**Supplied data**.
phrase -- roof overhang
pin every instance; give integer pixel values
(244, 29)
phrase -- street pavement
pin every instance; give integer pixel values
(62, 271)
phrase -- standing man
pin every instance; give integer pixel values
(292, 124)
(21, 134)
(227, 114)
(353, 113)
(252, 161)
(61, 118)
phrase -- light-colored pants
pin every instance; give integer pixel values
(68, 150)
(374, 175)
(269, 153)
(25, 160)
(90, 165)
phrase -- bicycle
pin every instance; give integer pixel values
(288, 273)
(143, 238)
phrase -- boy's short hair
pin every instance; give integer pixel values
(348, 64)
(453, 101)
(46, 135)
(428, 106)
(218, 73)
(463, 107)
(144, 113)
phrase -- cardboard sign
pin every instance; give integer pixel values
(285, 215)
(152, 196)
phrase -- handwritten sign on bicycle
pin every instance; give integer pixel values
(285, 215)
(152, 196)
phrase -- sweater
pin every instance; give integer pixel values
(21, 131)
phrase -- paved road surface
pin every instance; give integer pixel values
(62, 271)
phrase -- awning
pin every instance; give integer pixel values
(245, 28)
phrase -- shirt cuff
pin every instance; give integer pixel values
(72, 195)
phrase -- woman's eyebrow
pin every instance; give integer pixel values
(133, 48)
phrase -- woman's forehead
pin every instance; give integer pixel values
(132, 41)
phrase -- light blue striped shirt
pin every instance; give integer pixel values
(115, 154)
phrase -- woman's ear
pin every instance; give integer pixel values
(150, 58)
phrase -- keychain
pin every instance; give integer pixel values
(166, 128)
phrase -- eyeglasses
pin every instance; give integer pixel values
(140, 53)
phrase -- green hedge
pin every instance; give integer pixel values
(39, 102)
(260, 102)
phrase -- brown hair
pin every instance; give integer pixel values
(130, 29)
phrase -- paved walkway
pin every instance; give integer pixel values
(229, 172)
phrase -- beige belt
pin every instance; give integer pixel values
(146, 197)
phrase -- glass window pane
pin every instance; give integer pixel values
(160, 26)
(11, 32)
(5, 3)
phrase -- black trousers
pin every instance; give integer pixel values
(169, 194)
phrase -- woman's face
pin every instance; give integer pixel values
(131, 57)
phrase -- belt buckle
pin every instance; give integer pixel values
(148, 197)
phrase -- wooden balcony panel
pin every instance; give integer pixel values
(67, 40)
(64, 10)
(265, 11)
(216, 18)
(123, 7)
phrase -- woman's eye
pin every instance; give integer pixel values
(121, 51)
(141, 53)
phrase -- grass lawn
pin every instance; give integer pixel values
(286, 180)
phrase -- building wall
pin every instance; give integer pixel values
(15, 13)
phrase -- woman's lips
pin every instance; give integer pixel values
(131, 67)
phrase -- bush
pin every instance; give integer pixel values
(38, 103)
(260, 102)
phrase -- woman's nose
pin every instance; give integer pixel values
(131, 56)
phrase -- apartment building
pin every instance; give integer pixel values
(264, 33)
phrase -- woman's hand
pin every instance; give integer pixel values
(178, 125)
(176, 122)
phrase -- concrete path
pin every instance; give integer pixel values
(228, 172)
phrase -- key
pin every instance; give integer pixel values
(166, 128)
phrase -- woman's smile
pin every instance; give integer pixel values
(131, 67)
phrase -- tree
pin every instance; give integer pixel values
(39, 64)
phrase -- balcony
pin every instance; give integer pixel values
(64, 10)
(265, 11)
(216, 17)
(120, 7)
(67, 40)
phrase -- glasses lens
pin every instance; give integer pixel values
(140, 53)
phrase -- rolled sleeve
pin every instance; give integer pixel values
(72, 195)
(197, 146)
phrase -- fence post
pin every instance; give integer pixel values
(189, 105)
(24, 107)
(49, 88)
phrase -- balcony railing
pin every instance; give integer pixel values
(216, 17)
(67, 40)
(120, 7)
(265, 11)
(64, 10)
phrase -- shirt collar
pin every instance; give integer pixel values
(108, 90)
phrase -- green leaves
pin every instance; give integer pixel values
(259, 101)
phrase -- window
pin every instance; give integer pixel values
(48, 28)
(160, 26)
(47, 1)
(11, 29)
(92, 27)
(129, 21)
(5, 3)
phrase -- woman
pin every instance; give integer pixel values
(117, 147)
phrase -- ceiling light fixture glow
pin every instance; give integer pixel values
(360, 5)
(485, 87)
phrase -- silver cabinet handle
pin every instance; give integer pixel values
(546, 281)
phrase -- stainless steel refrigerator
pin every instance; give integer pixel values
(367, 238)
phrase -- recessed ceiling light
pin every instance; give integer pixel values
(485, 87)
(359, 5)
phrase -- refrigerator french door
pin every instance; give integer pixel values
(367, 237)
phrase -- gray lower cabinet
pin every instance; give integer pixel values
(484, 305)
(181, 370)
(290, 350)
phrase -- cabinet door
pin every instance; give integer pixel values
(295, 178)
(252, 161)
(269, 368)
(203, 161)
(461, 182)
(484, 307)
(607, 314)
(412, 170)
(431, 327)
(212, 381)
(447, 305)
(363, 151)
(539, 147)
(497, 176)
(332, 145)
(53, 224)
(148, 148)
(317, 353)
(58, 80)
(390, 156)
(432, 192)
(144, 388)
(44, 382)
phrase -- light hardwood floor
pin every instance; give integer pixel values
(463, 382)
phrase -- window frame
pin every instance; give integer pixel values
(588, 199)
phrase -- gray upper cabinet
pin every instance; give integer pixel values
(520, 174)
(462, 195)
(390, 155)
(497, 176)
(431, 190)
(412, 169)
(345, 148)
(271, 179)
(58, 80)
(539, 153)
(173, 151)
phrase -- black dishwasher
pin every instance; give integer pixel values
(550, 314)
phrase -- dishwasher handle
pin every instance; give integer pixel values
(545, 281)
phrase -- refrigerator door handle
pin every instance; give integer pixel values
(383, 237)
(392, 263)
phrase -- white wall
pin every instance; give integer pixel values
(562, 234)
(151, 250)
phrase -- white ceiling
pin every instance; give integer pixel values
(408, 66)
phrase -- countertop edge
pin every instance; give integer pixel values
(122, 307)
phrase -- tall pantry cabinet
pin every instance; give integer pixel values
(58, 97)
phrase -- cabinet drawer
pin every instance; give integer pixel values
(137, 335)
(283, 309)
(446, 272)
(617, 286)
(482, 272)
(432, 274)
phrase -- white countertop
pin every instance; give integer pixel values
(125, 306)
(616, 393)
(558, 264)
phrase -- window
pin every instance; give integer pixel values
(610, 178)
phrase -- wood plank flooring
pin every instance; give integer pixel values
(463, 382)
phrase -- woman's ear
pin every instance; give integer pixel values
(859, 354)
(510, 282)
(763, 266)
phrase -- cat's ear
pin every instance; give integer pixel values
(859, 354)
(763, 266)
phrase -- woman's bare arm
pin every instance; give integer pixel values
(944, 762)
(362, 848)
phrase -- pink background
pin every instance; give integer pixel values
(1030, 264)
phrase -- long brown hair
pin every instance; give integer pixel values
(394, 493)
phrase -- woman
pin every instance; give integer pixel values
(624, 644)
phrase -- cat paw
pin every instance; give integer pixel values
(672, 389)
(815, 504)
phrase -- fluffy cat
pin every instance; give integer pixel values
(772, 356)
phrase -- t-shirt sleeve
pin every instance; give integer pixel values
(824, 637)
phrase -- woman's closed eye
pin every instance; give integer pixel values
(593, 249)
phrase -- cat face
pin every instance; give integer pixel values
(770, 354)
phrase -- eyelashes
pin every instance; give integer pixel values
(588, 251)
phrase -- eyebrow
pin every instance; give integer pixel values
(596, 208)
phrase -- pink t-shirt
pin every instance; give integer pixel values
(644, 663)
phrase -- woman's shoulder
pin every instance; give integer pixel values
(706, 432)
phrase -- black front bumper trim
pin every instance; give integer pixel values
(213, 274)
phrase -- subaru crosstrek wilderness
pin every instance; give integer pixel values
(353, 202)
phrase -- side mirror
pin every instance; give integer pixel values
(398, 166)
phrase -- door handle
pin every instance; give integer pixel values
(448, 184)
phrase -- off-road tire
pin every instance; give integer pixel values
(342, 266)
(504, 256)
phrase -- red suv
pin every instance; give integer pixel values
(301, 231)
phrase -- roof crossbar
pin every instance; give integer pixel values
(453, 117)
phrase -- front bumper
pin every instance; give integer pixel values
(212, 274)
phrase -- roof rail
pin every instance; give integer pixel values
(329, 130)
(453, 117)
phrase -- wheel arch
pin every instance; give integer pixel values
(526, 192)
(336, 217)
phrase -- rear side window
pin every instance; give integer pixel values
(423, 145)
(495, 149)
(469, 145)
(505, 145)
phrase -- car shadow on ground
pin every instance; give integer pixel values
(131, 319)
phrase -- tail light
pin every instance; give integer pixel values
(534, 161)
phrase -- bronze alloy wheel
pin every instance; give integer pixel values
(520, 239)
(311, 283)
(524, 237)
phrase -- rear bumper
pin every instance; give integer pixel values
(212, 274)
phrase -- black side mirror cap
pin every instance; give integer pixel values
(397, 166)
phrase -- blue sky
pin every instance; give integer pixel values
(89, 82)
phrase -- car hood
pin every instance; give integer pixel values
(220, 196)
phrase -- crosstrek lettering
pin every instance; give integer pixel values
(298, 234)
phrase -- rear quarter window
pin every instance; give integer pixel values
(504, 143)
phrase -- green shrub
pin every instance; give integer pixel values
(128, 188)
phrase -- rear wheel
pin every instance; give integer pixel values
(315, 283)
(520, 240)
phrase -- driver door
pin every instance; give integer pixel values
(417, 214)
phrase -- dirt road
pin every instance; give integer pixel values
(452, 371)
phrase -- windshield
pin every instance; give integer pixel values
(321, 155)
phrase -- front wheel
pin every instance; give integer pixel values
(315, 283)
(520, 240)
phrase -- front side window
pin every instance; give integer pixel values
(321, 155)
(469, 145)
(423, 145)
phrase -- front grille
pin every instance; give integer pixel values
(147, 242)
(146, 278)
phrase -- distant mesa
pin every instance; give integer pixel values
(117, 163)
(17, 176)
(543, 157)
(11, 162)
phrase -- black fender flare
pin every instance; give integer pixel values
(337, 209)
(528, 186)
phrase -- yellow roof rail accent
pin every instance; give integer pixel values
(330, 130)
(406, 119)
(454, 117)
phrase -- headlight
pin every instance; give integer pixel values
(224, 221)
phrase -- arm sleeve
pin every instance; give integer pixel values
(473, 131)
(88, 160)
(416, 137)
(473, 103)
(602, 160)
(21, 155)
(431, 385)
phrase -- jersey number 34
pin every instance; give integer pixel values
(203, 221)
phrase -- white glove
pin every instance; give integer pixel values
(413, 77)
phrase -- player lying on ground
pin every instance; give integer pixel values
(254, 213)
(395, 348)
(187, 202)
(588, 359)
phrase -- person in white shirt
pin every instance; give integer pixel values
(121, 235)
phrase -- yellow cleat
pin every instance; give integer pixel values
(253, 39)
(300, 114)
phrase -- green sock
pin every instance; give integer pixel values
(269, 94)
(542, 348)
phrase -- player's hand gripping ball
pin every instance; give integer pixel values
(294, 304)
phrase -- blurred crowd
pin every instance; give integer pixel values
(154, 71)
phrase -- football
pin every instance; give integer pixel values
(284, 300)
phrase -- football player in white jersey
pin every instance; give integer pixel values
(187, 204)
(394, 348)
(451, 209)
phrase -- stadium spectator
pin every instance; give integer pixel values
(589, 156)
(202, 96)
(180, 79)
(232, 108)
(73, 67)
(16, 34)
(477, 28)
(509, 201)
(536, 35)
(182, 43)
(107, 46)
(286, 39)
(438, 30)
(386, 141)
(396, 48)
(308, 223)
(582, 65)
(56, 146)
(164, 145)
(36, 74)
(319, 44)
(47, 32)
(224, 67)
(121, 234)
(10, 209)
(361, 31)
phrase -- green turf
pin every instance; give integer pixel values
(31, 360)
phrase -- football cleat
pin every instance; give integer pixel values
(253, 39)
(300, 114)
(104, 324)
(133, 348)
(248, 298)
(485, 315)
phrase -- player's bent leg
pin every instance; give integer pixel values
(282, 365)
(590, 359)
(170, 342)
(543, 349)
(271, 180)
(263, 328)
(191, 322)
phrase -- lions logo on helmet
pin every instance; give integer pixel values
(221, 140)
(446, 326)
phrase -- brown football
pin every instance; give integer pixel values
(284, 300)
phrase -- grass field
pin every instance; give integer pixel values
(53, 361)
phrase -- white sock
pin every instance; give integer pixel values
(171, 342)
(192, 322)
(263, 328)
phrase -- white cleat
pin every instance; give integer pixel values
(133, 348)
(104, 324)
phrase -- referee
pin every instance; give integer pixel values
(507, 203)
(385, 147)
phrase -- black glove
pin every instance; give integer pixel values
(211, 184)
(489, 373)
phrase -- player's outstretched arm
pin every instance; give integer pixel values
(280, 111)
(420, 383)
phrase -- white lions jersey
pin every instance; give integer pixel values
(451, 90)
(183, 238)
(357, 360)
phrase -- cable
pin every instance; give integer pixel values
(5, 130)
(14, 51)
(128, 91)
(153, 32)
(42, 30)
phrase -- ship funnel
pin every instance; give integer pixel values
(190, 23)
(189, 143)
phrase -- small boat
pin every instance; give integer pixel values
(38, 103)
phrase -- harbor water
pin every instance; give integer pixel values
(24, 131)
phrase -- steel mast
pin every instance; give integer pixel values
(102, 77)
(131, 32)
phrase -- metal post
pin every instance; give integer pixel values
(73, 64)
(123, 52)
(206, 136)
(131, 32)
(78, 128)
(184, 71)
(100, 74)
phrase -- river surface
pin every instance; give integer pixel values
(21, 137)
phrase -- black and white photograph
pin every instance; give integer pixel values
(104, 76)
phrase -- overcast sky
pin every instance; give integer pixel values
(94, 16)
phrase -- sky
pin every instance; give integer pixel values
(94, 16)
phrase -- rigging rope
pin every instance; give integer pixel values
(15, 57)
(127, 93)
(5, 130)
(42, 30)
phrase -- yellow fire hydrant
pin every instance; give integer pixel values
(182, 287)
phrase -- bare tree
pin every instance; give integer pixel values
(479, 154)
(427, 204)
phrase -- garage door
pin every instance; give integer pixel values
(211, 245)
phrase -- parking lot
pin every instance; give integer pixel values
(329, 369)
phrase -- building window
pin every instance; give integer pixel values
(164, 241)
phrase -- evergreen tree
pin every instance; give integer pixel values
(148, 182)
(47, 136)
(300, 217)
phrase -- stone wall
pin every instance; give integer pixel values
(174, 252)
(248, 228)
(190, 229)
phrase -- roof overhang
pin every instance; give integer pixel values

**What you are asked to do**. Rewrite the stretch from the line containing "phrase -- evergreen tree" through the end of the items, replacing "pin" with "mark" and leaving everything else unchanged.

**Answer in full**.
phrase -- evergreen tree
mark every instance; give integer pixel values
(148, 182)
(47, 136)
(300, 217)
phrase -- stone wall
mark every instance; give integer pixel values
(174, 252)
(248, 228)
(190, 229)
phrase -- roof overhang
mark every instance; give integer pixel values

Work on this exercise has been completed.